Goal of the exercise:
Please write out all the data exactly as shown.

Data shown:
·····
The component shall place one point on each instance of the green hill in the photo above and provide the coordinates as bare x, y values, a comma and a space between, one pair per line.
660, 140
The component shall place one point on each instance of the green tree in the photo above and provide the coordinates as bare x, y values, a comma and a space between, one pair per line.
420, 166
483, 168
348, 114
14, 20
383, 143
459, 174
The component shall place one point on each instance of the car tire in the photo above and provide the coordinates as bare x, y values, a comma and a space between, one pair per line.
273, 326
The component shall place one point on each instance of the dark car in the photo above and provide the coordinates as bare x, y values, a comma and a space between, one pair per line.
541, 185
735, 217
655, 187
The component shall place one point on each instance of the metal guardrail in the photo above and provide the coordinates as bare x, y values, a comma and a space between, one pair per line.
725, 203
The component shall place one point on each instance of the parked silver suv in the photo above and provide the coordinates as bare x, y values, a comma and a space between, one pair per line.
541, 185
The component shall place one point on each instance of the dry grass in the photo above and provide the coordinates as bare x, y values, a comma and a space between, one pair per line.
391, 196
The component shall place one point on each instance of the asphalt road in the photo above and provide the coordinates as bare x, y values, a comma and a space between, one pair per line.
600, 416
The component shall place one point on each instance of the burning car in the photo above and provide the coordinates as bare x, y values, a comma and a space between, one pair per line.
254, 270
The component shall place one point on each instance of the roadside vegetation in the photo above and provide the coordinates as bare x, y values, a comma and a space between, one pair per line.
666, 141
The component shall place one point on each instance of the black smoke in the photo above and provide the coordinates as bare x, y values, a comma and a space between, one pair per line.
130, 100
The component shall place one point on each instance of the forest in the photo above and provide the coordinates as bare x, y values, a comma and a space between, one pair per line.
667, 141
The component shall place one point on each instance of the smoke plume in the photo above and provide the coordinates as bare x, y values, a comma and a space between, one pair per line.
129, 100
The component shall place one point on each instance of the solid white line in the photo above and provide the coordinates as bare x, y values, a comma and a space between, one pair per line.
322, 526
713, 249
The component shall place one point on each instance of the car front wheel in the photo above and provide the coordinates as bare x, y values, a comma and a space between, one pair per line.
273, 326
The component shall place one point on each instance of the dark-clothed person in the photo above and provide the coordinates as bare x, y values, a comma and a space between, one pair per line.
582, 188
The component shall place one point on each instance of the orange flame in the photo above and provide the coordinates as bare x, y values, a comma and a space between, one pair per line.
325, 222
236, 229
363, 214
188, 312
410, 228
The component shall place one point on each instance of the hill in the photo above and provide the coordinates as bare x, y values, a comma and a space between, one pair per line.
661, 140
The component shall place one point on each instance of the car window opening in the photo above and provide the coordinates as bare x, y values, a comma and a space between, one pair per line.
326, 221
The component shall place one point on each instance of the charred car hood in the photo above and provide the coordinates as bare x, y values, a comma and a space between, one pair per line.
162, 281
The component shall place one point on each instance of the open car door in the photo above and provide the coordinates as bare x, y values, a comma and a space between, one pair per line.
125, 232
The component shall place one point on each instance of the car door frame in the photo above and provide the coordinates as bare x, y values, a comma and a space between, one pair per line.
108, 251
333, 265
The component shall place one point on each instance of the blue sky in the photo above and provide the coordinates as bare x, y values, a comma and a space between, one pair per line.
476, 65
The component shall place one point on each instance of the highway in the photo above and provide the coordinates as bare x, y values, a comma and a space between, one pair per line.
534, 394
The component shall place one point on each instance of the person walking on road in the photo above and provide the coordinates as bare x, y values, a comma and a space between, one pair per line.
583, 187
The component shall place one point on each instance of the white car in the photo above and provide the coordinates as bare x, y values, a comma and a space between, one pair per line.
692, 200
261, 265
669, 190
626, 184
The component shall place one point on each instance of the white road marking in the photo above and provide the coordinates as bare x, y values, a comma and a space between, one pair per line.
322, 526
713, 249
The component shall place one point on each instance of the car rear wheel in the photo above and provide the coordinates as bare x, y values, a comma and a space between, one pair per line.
·····
Result below:
The component shall place one point on each instance of the green hill in the photo above and provide the coordinates as bare x, y values, a comma and a space between, one pair per line.
660, 140
The component shall place one point on each instance of the green tree in the photo above and provide the coordinates as bare x, y values, a comma and a space between, one pair per line.
420, 166
483, 168
348, 114
14, 20
383, 143
459, 174
The component shall place one point on each instance of the car tire in the photo above and provide the coordinates as bare x, y values, a comma and a space between, one pair per line.
273, 326
The component shall place one point on each instance of the dark car in the photo above and provide the coordinates as bare x, y values, a comma and a space between, one pair per line.
541, 185
735, 217
655, 187
The component shall place one point on each instance of the metal guardrail in the photo above and provide the coordinates as bare x, y values, a comma and a space between, one pair per line.
725, 203
The component shall place one point on each instance of the parked silver suv in the photo above and provide the coordinates as bare x, y values, a comma and a space between, one pair per line.
541, 185
The component shall place one point on each instance of the dry grass in the photo above and provide the coordinates as bare x, y values, a comma and a space between, one pair per line.
391, 196
The component shall place one point on each instance of the asphalt road in the photo above and provide the coordinates as bare x, y values, a comma and a space between, one pair per line.
600, 416
The component shall place one point on each instance of the burning car in the photo above and provide the coordinates as bare x, y values, a comma and a space between, one pair per line.
254, 270
The component shall place one point on each instance of the roadside vegetation in the photo above and provide the coordinates as bare x, y values, a comma and a space between, one pair per line.
666, 141
The component shall place one point on each instance of the black smoke in the photo above and provide the coordinates as bare x, y values, a comma and a space between, one pair per line.
130, 100
The component shall place one point on each instance of the forest in the photo above and provide the coordinates as bare x, y values, a comma and a space between, one pair per line.
667, 141
The component shall place one point on each instance of the smoke plume in the photo above and provide the coordinates as bare x, y values, a comma and a space between, one pair per line.
129, 100
The component shall place one point on each instance of the solid white line in the photo above and provide the coordinates as bare x, y values, a comma and a space between, one pair per line.
322, 526
713, 249
The component shall place one point on each instance of the car front wheel in the photo above and provide the coordinates as bare x, y values, a comma and a space between, one pair per line.
273, 326
The component shall place one point on each instance of the dark-clothed person in the photo above and provide the coordinates as bare x, y values, a comma and a space between, one pair per line.
582, 188
The component shall place one point on each instance of the orange flame in the photo above and provide the coordinates as bare x, y values, a comma and a space between, one pair per line.
325, 222
236, 229
363, 214
188, 312
410, 228
The component shall place one point on each instance of the hill in the photo above and provide the coordinates as bare x, y values, a comma and a space between, one pair per line.
661, 140
The component shall place one point on each instance of the car window opening in the photo above and provide the coordinates as bare x, y values, a comma and a space between, one pair per line.
326, 221
The component shall place one point on each instance of the charred car hood in the photo above and provide the coordinates as bare x, y values, a comma and a space between, one pair per line.
162, 281
The component shall place one point on each instance of the open car door in the photo above and provide the coordinates as bare x, y values, a comma and a space between, one pair per line.
125, 232
The component shall place one point on each instance of the car door frame in the photo above and provide the coordinates as bare x, y values, a comma and a space between, one pair per line.
108, 251
333, 265
The component shall place one point on each instance of the blue sky in the photo above and provide the coordinates as bare x, y values, a comma and a space between, one pair per line.
476, 65
The component shall place one point on each instance of the highway in the photo above and provide the coordinates as bare x, y values, a comma and a space between, one pair per line.
534, 394
The component shall place one point on each instance of the person walking on road in the photo above and provide the coordinates as bare x, y values, a comma and a space between, one pair per line.
583, 187
The component shall place one point on each instance of the white car in the photo above and provide the coordinates as bare x, y values, a comma and a space between, one pair per line.
692, 200
261, 265
669, 190
626, 184
The component shall place one point on each instance of the white road marking in the photo above and provide the coordinates as bare x, y values, a comma and a space between, one pair per line.
322, 526
713, 249
The component shall place one point on each instance of the car rear wheel in the photo above and provide the coordinates as bare x, y values, a comma and a space between, one pair per line.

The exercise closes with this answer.